◆ **SOURCE PASSAGE**
Conscience as the first act of freedom
Perception can be trained. The first step is to observe your own reactions: notice when you seek to confirm what you already believe, when you avoid what challenges your certainties, when your mind feels safe at the expense of reality.
Is what I believe really true, or just convenient? Am I reacting to what's happening, or to what my brain fears will happen?
Clarity is neither natural nor free. It demands work on the body, emotions, and thoughts. It requires tolerance for discomfort, uncertainty, and the unknown. Every time you detect a bias, every time you choose to look beyond the comfortable narrative, you deactivate a mental trap designed to keep you safe but which today may be profoundly limiting you.
Cognitive biases don't disappear. They're part of how we function. But learning to recognize them, name them, and see how they shape your perception is to reclaim authority over your mind, your body, and your experience.

◆ **EXCERPTED RECORDS**

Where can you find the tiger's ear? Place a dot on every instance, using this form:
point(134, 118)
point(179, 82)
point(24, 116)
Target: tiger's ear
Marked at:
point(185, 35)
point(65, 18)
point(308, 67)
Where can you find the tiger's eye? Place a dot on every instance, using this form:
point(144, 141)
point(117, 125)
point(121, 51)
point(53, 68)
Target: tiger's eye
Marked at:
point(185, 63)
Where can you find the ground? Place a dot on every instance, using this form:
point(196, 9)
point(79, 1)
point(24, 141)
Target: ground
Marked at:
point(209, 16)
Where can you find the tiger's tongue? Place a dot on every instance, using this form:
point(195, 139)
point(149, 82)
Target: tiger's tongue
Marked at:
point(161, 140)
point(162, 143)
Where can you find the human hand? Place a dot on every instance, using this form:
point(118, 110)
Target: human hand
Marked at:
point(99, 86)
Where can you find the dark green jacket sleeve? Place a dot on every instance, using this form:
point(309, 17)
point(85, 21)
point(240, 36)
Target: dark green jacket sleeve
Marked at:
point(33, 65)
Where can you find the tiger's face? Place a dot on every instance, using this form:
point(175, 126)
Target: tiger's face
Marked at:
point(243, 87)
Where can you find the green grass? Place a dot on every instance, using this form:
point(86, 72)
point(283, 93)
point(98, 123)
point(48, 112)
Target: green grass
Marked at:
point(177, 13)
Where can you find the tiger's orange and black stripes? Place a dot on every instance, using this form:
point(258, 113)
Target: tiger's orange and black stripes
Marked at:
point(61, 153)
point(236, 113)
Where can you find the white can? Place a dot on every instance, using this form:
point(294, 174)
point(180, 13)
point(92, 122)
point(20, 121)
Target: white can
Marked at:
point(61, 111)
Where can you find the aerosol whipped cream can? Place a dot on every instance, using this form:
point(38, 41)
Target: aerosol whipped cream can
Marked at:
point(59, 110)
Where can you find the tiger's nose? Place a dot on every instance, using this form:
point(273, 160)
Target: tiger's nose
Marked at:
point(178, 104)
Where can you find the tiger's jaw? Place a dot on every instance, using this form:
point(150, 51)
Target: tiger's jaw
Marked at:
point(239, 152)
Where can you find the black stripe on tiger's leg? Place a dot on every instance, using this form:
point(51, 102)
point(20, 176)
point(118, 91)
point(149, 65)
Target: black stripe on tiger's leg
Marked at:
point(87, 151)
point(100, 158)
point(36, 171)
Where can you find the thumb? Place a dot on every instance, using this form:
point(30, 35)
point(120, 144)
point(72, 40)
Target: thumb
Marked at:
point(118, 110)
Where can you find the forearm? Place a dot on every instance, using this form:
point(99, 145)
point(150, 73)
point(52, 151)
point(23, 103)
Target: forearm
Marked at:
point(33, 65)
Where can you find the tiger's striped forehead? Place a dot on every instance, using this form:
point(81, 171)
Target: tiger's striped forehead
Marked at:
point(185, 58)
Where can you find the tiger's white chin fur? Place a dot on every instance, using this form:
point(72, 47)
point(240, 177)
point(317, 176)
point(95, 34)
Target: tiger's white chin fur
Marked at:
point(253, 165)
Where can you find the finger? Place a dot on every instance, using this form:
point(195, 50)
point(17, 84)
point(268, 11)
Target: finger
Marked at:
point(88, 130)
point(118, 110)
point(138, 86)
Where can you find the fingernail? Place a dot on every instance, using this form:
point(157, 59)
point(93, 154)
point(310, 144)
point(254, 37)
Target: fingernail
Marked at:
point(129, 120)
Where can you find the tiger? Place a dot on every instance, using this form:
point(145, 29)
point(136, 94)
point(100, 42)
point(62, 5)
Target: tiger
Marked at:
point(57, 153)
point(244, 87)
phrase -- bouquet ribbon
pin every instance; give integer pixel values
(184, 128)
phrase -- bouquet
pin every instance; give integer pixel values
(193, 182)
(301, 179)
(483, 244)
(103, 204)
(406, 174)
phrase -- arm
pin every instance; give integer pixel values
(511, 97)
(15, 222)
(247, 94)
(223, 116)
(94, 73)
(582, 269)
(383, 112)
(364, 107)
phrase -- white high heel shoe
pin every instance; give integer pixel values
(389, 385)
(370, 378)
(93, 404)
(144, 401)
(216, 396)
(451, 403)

◆ **GIVEN EXERCISE A**
Can you set down, verbatim, the part of the passage on cognitive biases that opens with the words containing "Is what I believe" and closes with "profoundly limiting you."?
◆ **GIVEN EXERCISE B**
Will you extract from the listing, verbatim, the part that opens with the line containing "Where can you find the tiger's orange" and closes with the line containing "point(61, 111)", both lines included and nothing else?
The passage on cognitive biases and the listing come from unrelated sources.

◆ **FULL RESPONSE A**
Is what I believe really true, or just convenient? Am I reacting to what's happening, or to what my brain fears will happen?
Clarity is neither natural nor free. It demands work on the body, emotions, and thoughts. It requires tolerance for discomfort, uncertainty, and the unknown. Every time you detect a bias, every time you choose to look beyond the comfortable narrative, you deactivate a mental trap designed to keep you safe but which today may be profoundly limiting you.

◆ **FULL RESPONSE B**
Where can you find the tiger's orange and black stripes? Place a dot on every instance, using this form:
point(258, 113)
Target: tiger's orange and black stripes
Marked at:
point(61, 153)
point(236, 113)
Where can you find the white can? Place a dot on every instance, using this form:
point(294, 174)
point(180, 13)
point(92, 122)
point(20, 121)
Target: white can
Marked at:
point(61, 111)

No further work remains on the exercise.